## Your goal
Retype all of the data exactly as given.

== Source material

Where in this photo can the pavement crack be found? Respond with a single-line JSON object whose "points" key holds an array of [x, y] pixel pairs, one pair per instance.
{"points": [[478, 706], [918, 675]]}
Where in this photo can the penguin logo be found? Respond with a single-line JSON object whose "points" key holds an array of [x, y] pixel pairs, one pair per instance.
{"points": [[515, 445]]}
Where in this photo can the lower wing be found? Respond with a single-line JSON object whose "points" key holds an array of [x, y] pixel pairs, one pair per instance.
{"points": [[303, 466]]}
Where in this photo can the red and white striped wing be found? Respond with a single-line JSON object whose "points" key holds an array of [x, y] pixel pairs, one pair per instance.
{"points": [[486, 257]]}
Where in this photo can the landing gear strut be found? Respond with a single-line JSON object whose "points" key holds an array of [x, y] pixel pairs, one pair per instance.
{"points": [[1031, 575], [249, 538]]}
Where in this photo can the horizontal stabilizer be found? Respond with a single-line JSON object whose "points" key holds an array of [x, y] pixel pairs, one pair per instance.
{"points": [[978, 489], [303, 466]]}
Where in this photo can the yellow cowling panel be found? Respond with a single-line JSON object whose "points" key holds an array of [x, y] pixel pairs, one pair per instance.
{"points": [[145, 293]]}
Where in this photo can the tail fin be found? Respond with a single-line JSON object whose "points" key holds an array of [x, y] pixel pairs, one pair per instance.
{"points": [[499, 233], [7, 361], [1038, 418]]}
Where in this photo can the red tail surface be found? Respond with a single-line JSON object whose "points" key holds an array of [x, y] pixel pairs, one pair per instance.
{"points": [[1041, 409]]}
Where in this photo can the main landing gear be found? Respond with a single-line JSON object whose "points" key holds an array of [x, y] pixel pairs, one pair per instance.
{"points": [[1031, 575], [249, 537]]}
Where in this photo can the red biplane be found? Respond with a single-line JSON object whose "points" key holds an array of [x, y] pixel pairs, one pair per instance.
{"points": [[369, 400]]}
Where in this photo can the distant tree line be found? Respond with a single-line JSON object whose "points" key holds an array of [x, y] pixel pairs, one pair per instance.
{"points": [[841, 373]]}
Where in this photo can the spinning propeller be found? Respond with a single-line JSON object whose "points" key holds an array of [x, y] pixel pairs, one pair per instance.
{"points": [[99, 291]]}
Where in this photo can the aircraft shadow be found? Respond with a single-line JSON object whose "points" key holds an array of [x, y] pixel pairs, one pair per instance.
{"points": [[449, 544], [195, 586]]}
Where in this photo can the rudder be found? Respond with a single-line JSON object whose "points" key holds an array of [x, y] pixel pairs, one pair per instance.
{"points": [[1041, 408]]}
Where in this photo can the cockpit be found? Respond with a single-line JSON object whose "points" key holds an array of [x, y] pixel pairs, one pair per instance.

====

## Exercise solution
Where in this photo can the pavement crack be found? Respond with a single-line JSON object whose "points" key holds an array of [x, y] pixel pairs, one pair per instance.
{"points": [[478, 706], [918, 675]]}
Where in this photo can the penguin logo be found? Respond with a single-line JSON object whose "points" key holds an array of [x, y] pixel pairs, one pair per instance.
{"points": [[515, 445]]}
Where in this photo can the lower wing be found? Respond with a single-line JSON object whose "points" key holds an array of [x, y] pixel pairs, one pair per instance.
{"points": [[303, 466]]}
Where in this photo can the red and white striped wing be found? Respond with a single-line JSON object whose "points" key holds an array of [x, y] pixel pairs, one pair per instance.
{"points": [[486, 257]]}
Where in this photo can the landing gear strut be found? Respond with a single-line JSON object whose "points" key holds an array of [x, y] pixel pairs, one pair per instance.
{"points": [[1031, 575], [249, 538]]}
Where in this photo can the horizontal stabilizer be found? Respond with a single-line JSON object whose "points" key holds an array of [x, y] pixel pairs, one pair per instance.
{"points": [[978, 489], [303, 466]]}
Where in this photo can the yellow cowling panel be found? Respond with a single-line JSON object whose "points" key holds an array of [x, y] pixel pairs, one pair per instance.
{"points": [[145, 293]]}
Where in this photo can the tail fin be found? Respond with a single-line JSON object whose "points" key holds an array of [x, y] pixel pairs, one pair per instance.
{"points": [[499, 233], [7, 361], [1038, 418]]}
Where in this photo can the red tail surface be found? Respond with a single-line JSON object whose "points" key holds an array of [x, y] pixel pairs, one pair per instance.
{"points": [[1041, 409]]}
Where in this photo can the main landing gear be found? Respond with a single-line JSON object whose "points" key holds an array of [x, y] pixel pairs, one pair per instance.
{"points": [[1031, 575], [249, 537]]}
Where in this photo can the red biplane be found? Respond with a single-line JSON object whose "points" key holds an array of [x, y] pixel pairs, one pair per instance.
{"points": [[369, 400]]}
Where in this photo can the distant tree line be found? Respond with a single-line JSON object whose "points" key holds an array of [x, y] pixel pairs, one pair per instance.
{"points": [[841, 373]]}
Where in this photo can the spinning propeller be found? Respond with a single-line JSON object whose "points" key holds an array of [x, y] pixel pairs, one pair per instance.
{"points": [[99, 291]]}
Where in this photo can the aircraft shadow be found? Respond with a single-line JSON object whose "points" key holds an array of [x, y] pixel pairs, one pair per instance.
{"points": [[449, 544], [195, 586]]}
Where in this photo can the rudder be found? Respond with a single-line JSON object whose "points" key holds an array of [x, y] pixel pairs, one pair per instance.
{"points": [[1041, 408]]}
Where in this photo can the cockpit be found? Respond with a single-line JSON object whose "points" key holds an array of [x, y] pixel pairs, one pair per instance.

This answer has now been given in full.